- **STATED TASK**:
Pictures stay out of the copy; restate everything else in the material exactly.

====

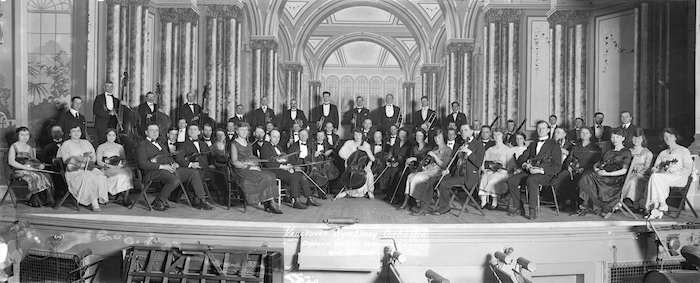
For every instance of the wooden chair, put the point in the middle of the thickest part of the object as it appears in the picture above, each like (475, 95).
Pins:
(469, 197)
(61, 169)
(146, 183)
(682, 195)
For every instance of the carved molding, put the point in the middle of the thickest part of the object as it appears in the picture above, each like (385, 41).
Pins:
(568, 17)
(178, 15)
(224, 11)
(503, 15)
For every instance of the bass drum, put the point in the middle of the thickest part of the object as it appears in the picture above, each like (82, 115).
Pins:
(672, 276)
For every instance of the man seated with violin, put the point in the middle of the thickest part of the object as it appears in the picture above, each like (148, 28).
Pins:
(290, 175)
(157, 162)
(465, 171)
(539, 162)
(194, 154)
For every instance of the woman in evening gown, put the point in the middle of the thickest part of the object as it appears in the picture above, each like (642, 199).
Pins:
(672, 168)
(258, 186)
(22, 159)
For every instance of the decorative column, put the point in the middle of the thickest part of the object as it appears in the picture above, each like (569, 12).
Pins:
(409, 93)
(459, 65)
(264, 69)
(430, 81)
(501, 64)
(223, 49)
(125, 46)
(291, 80)
(179, 56)
(568, 67)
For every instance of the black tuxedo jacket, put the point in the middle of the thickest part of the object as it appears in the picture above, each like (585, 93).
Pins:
(468, 166)
(607, 131)
(103, 120)
(317, 113)
(418, 118)
(461, 119)
(550, 154)
(68, 121)
(188, 148)
(285, 121)
(260, 118)
(185, 112)
(147, 150)
(360, 115)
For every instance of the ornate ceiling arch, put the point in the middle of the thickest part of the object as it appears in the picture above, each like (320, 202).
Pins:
(329, 46)
(408, 13)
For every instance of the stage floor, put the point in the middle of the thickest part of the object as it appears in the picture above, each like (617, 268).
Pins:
(365, 210)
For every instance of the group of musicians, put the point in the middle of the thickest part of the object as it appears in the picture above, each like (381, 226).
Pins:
(414, 167)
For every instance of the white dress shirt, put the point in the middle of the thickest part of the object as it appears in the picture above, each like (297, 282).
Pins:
(389, 110)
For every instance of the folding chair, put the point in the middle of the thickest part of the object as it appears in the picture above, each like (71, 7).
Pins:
(468, 198)
(61, 168)
(683, 197)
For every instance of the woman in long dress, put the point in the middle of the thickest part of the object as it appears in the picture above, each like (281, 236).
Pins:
(581, 158)
(634, 190)
(22, 159)
(420, 185)
(349, 147)
(111, 157)
(86, 183)
(601, 187)
(493, 180)
(258, 186)
(672, 168)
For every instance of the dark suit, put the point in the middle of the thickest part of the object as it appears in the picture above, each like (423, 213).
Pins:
(68, 121)
(465, 171)
(604, 134)
(628, 133)
(550, 156)
(459, 120)
(360, 114)
(186, 112)
(260, 117)
(147, 151)
(285, 121)
(418, 119)
(103, 120)
(317, 113)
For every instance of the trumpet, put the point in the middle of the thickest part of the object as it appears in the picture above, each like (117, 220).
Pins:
(430, 120)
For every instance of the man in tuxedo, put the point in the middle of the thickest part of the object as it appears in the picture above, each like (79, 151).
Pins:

====

- **RESULT FOR THIS TASK**:
For every instance of the wooden chair, put the point in the middle of the thickest part of the object as it appears in the picture above, each like (475, 95).
Pins:
(469, 197)
(61, 169)
(146, 183)
(682, 195)
For every instance of the carved molding, put the point in the middle of the thickest part of the object as it appears in the picture above, each like (385, 41).
Pins:
(568, 17)
(178, 15)
(224, 11)
(503, 15)
For every instance of the bass drum, put the point in the middle of the thickest part of the object as it appears in the picture above, each like (82, 115).
Pins:
(672, 276)
For every instance of the man seated with violin, put the point in the middle of the thickest part of the object as it appears in the picture above, each like (148, 28).
Pins:
(290, 175)
(157, 162)
(465, 171)
(539, 162)
(194, 154)
For every instance of the woman in evening gown, put the point in the middle of the thickest part of the object as it appears in the picture above, each like (642, 199).
Pins:
(672, 168)
(258, 186)
(22, 159)
For every instance of the decorative column, put the point in the middle of the thickest part of the object as it appears in the picture above, each like (569, 12).
Pins:
(409, 93)
(459, 65)
(264, 69)
(430, 81)
(501, 64)
(223, 49)
(125, 46)
(291, 80)
(179, 56)
(568, 67)
For every instance of the black tuxedo jacket, put the point in the middle of the thickest part of the object as it appears in the picture above, each like (585, 93).
Pins:
(468, 166)
(607, 131)
(103, 120)
(317, 113)
(418, 118)
(461, 119)
(550, 154)
(68, 121)
(188, 148)
(285, 121)
(260, 118)
(185, 112)
(147, 150)
(360, 115)
For every instance of the ornate ceiling arch, put the point in the middle of the thickest part of the object as it appears in the picture above, each like (320, 202).
Pins:
(329, 46)
(408, 13)
For every instance of the stage floor, put the point in the middle of the thickest part of the object as it appears in the picture above, each like (617, 268).
Pins:
(365, 210)
For every instance of the group of musicians, put the point in the middle of the thickest part of the object as it appears in the picture above, each like (381, 226).
Pins:
(414, 167)
For every instance of the white dress shirt, put the point in the middle of the thickest part of the object as it appears in the picture above, each like (297, 282).
Pins:
(389, 110)
For every instance of the folding chair, put the point in the middle of the thickest part of the object as it appears in the picture above, each like (71, 7).
Pins:
(468, 198)
(61, 168)
(683, 197)
For every instance of the woman in long dress, put the point in the middle of the thickest part of the object as it appears in the picture above, each like (281, 236).
Pins:
(581, 158)
(634, 190)
(22, 159)
(420, 185)
(349, 147)
(111, 157)
(86, 183)
(601, 187)
(493, 180)
(258, 186)
(672, 168)
For every instance of the dark suit, put the point in the middle of the thickest part of the object as it appears in the picture above, each like (423, 213).
Pins:
(68, 121)
(465, 171)
(604, 134)
(628, 133)
(550, 156)
(459, 120)
(360, 114)
(186, 112)
(260, 117)
(147, 151)
(285, 121)
(418, 119)
(103, 120)
(317, 113)
For every instance of the trumpet, put the point in the middle of the thickest part of the object as it appears in the picture above, each like (117, 220).
Pins:
(430, 120)
For every instance of the man in tuxedo, put the point in the middle of the thickest part of the object as it appears in the picture above, each like (79, 151).
Pins:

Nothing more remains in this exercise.